Work to complete: Write out all of the material below again, substituting "with each line giving" for every occurrence of "each line being" and leaving everything else as it is.

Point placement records
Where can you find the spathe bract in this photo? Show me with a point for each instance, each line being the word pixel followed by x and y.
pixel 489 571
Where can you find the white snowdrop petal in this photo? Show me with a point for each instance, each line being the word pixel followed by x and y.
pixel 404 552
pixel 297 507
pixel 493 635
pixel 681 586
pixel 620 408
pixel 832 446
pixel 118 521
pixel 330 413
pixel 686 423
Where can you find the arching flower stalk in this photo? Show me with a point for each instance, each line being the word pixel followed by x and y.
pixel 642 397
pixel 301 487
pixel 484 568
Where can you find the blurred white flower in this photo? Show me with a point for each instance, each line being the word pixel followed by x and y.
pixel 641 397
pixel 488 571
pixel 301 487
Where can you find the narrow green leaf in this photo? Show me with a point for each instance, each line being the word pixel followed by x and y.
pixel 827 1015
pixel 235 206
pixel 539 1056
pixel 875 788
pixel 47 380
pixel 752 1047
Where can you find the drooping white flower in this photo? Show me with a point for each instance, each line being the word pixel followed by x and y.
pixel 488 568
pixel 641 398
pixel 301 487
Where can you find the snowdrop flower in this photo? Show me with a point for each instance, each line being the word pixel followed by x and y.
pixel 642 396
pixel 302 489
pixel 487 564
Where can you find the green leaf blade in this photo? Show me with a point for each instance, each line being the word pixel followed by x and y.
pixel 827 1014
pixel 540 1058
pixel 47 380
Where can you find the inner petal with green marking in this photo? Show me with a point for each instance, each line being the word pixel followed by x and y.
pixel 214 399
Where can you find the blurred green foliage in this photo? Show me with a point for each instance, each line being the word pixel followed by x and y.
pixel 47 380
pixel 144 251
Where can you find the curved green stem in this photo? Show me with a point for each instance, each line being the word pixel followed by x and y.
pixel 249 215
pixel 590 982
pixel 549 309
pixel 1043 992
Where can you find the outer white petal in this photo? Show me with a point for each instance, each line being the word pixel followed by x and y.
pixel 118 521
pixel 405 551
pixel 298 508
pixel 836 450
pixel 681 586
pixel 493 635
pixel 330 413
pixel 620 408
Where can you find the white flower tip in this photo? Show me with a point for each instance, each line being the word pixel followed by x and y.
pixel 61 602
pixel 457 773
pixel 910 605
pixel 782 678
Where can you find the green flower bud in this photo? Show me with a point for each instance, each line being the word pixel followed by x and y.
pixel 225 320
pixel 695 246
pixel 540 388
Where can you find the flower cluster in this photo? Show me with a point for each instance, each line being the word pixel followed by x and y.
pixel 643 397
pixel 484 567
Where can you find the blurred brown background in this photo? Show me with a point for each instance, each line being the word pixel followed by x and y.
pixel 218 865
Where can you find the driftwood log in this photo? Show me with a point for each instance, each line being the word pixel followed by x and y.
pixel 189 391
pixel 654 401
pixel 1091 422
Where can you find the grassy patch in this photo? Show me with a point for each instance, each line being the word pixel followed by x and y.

Reply to the exercise:
Where can you find the spathe bract in this photo? Show me with a point for each instance, with each line giving the word pixel followed by x and y.
pixel 489 571
Where can you find the white snowdrop petal in this photo? Show me with a point for each instance, with each line giving the word pixel followed by x and y.
pixel 404 552
pixel 297 507
pixel 493 635
pixel 681 586
pixel 620 408
pixel 832 446
pixel 118 521
pixel 330 413
pixel 686 423
Where can you find the arching flower stalk in this photo? Show me with a point for each instance, with each line giving the word pixel followed by x and y.
pixel 642 397
pixel 301 487
pixel 484 568
Where can you find the blurred white flower in this photo? Show me with a point for each instance, with each line giving the word pixel followed by x and y.
pixel 641 397
pixel 488 571
pixel 301 487
Where can you find the narrow green leaf in this photo? Show me with a point for each instance, with each line giving the word pixel followed by x and y.
pixel 827 1015
pixel 235 206
pixel 539 1056
pixel 875 788
pixel 47 380
pixel 752 1047
Where can you find the drooping white flower in this photo? Show me with a point for each instance, with each line giving the word pixel followed by x and y.
pixel 488 568
pixel 641 398
pixel 301 487
Where can you find the snowdrop flower in this photo? Show me with a point for each instance, with each line giving the word pixel followed by x and y.
pixel 642 396
pixel 302 489
pixel 487 564
Where can you find the green leaf blade in this photo? Show me with a point for each instance, with each line giving the word pixel followed by x and y.
pixel 827 1014
pixel 540 1058
pixel 47 380
Where can you find the inner petal with green marking in this photo? Show me with a point for each instance, with each line giving the word pixel followed by x and y.
pixel 214 399
Where can you find the blurred green foliage in this photo? Show me with a point for each instance, with each line giving the word pixel followed by x and y.
pixel 47 380
pixel 144 251
Where can you find the curved green stem in this photo? Show me with a point for each instance, with each line giving the word pixel followed by x and y.
pixel 249 215
pixel 590 982
pixel 549 309
pixel 1043 992
Where can you find the outer white petal in this photo? Show me with a point for each instance, with each line giving the word pixel followed by x and y.
pixel 118 521
pixel 405 551
pixel 298 508
pixel 836 450
pixel 681 586
pixel 493 635
pixel 330 413
pixel 620 408
Where can you find the white flower tip in this photo? Show me with a point for each instance, with each line giving the word pixel followed by x and y.
pixel 61 602
pixel 457 773
pixel 910 605
pixel 782 678
Where can you find the green flower bud in this photo? Show me with a point for each instance, with each line giving the word pixel followed by x and y.
pixel 225 320
pixel 695 246
pixel 540 388
Where can you find the flower cluster in this photo? Show me with a point for each instance, with each line giving the word pixel followed by x and y.
pixel 643 397
pixel 484 567
Where can you find the blurred brown background in this photo? Show me with a point for each instance, with each line giving the word pixel followed by x and y.
pixel 218 865
Where can you find the driftwood log in this photo? Show me with a point for each instance, with each line giving the word pixel followed by x and y.
pixel 189 391
pixel 654 401
pixel 1091 422
Where can you find the grassy patch in this photo? Show me with a point for each instance, with each line giving the word pixel followed by x and y.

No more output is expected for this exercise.